■ **Required work**
Put every line of the items below into a JSON list of strings, one string per line, with blank lines dropped. Leave the pictures out of the list.
## Start Information shown
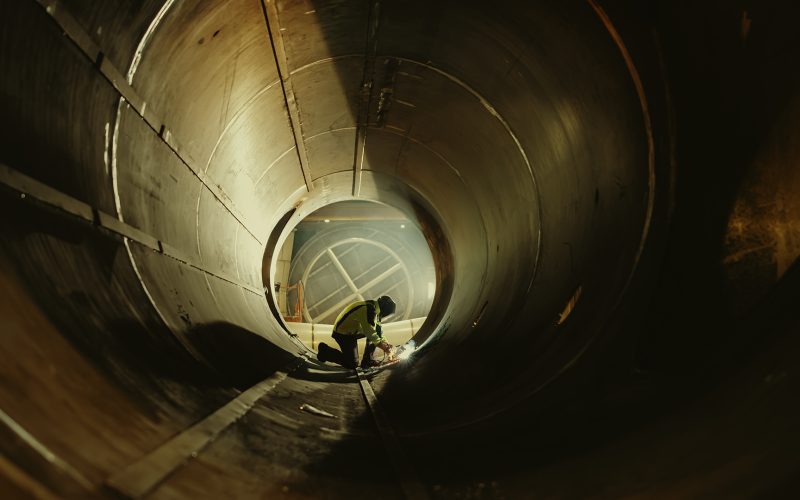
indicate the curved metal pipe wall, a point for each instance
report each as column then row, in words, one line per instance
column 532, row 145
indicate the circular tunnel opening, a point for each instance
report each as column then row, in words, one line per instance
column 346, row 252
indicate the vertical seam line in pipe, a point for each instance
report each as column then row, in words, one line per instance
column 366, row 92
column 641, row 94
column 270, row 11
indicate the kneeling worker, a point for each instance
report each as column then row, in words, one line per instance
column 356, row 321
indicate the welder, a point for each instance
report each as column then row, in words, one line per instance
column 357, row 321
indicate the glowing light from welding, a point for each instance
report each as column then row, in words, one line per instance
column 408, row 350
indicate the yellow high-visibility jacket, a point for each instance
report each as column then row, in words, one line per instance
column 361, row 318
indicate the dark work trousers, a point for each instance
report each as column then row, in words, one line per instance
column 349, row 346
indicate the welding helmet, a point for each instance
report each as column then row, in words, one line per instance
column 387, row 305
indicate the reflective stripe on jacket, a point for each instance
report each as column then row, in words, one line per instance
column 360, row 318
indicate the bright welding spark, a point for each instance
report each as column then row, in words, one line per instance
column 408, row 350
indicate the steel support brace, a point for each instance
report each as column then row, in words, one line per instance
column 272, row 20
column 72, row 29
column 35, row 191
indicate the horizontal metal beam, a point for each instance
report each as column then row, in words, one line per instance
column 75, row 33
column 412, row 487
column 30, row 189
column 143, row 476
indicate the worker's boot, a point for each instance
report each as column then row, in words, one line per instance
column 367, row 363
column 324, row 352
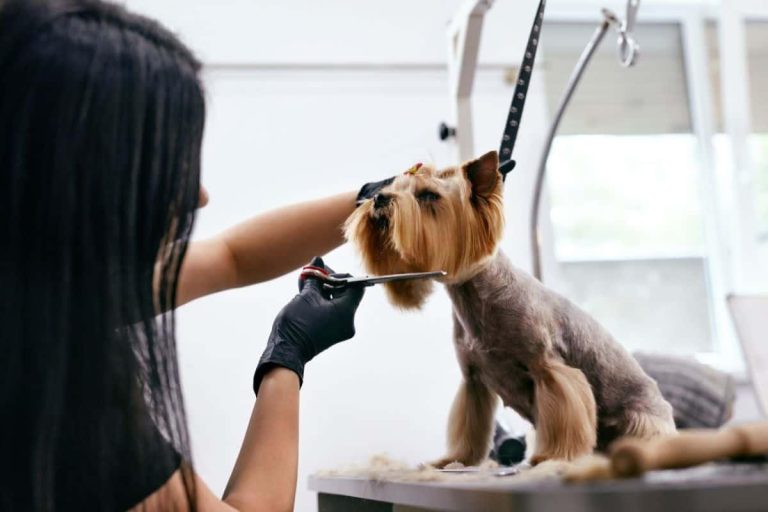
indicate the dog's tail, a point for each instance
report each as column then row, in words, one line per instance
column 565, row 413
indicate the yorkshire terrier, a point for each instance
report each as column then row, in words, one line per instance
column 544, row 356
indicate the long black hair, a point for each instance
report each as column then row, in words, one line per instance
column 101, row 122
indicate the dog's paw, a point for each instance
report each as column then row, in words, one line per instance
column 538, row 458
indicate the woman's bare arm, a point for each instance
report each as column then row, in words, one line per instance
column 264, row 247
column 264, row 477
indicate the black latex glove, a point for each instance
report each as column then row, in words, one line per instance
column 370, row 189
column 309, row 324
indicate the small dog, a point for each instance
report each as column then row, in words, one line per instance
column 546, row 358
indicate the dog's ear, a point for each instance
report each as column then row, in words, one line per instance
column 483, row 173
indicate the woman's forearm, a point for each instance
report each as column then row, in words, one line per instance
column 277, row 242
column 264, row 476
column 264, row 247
## End Information shown
■ **Solution to the problem**
[
  "indicate the curved metal pipe wall, a point for each instance",
  "report each as column then row, in words, one line per instance",
  "column 532, row 145",
  "indicate the circular tunnel opening, a point for each instance",
  "report each as column then row, in words, one line per instance",
  "column 346, row 252",
  "indicate the vertical seam line in pipe, a point for each instance",
  "report each as column then row, in words, one line per instance",
  "column 366, row 92",
  "column 641, row 94",
  "column 270, row 11",
  "indicate the kneeling worker, a point for each instance",
  "report each as column then row, in words, one line per instance",
  "column 356, row 321",
  "indicate the welder, a point for each instance",
  "report each as column then row, in words, one line per instance",
  "column 357, row 321",
  "indicate the glowing light from welding, a point for each instance",
  "report each as column then row, in words, one line per instance",
  "column 408, row 350",
  "indicate the yellow high-visibility jacket, a point for each instance",
  "report each as column then row, in words, one line per instance",
  "column 361, row 318",
  "indicate the dark work trousers, a point for each instance",
  "report each as column then row, in words, one line per instance",
  "column 349, row 346",
  "indicate the welding helmet, a point for each instance",
  "report each as column then row, in words, one line per instance",
  "column 387, row 305",
  "indicate the reflective stripe on jacket, a point for each instance",
  "report each as column then row, in words, one line per instance",
  "column 360, row 318",
  "indicate the bright welding spark, a point for each instance",
  "report each as column then row, in words, one line per instance",
  "column 408, row 350",
  "indicate the steel support brace, a point for each instance",
  "report each as column then row, in words, one line per instance",
  "column 272, row 20",
  "column 72, row 29",
  "column 35, row 191",
  "indicate the horizontal metal beam, a point for each instance",
  "report each as column then row, in words, one line per instance",
  "column 75, row 33",
  "column 412, row 487",
  "column 30, row 189",
  "column 143, row 476",
  "indicate the worker's boot, a point for each instance",
  "report each as column then row, in words, one line per instance",
  "column 367, row 363",
  "column 324, row 352",
  "indicate the dog's tail, a point for each instance",
  "report each as column then row, in words, one line per instance",
  "column 565, row 413",
  "indicate the yorkshire terrier, a point for each instance",
  "report each as column then row, in words, one line per instance",
  "column 544, row 356",
  "indicate the long black hair, a point for each instance",
  "report each as column then row, in words, one line per instance",
  "column 101, row 122",
  "indicate the dog's paw, a point for each instance",
  "report each as column then row, in words, one line per instance",
  "column 538, row 458",
  "indicate the woman's bare arm, a point for each instance",
  "report each as column then row, in words, one line per instance",
  "column 264, row 247",
  "column 264, row 477",
  "indicate the black latex glove, a point for each instance",
  "report each as column then row, in words, one line per instance",
  "column 370, row 189",
  "column 309, row 324",
  "indicate the small dog, a point for each instance",
  "report each as column then row, in words, one line per instance",
  "column 546, row 358",
  "indicate the dog's ear, a point for each instance",
  "report each as column then row, in words, one line per instance",
  "column 483, row 173",
  "indicate the woman's forearm, a point for each instance",
  "report each as column then row, in words, one line per instance",
  "column 277, row 242",
  "column 264, row 476",
  "column 264, row 247"
]